**出典**.
___

X 線天文衛星すざくで観測した,木星からの X 線放射の撮像観測とスペクトル研究の結果について報告する.

2006 年にすざくは,木星の内部放射線帯に付随した 1-5 keV の拡がった X 線放射を発見した.これは,木星の磁気圏内での超相対論的 (~50 MeV) な逆コンプトン散乱によるものだと示唆されている.
この放射の存在を確定させるため,また放射ち太陽活動との関連性を理解するため,24th solar cycle の太陽活動の極大周辺である 2014 年にすざくを用いた観測を実行した.

その結果,1-5 keV の拡がった放射を木星の周りで再び発見し,また 0.4-1 keV の点源状の放射も発見した

点源状の放射は,おそらくは太陽 X 線の散乱や電荷交換,オーロラ制動放射からなると考えられ,2006 年よりも 5 倍程度増加した.これは太陽活動の増加によるものである可能性が高い.

___

**元データ**.
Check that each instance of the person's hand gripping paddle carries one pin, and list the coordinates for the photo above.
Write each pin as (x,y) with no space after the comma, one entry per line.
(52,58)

___

**練習問題**.
1. 木星のX線放射に関する文章のうち、「この放射の存在を確定させるため,また放射ち太陽活動との関連性を理解するため,24th solar cycle」から「年よりも 5 倍程度増加した.これは太陽活動の増加によるものである可能性が高い.」までの範囲を一字一句変えずに書き写しなさい。
2. 木星のX線放射に関する文章によると、2014年の観測で見つかった点源状の放射は、2006年と比べてどの程度増加したか。

**解答**.
1.
この放射の存在を確定させるため,また放射ち太陽活動との関連性を理解するため,24th solar cycle の太陽活動の極大周辺である 2014 年にすざくを用いた観測を実行した.

その結果,1-5 keV の拡がった放射を木星の周りで再び発見し,また 0.4-1 keV の点源状の放射も発見した

点源状の放射は,おそらくは太陽 X 線の散乱や電荷交換,オーロラ制動放射からなると考えられ,2006 年よりも 5 倍程度増加した.これは太陽活動の増加によるものである可能性が高い.

2. 2006年よりも5倍程度増加した。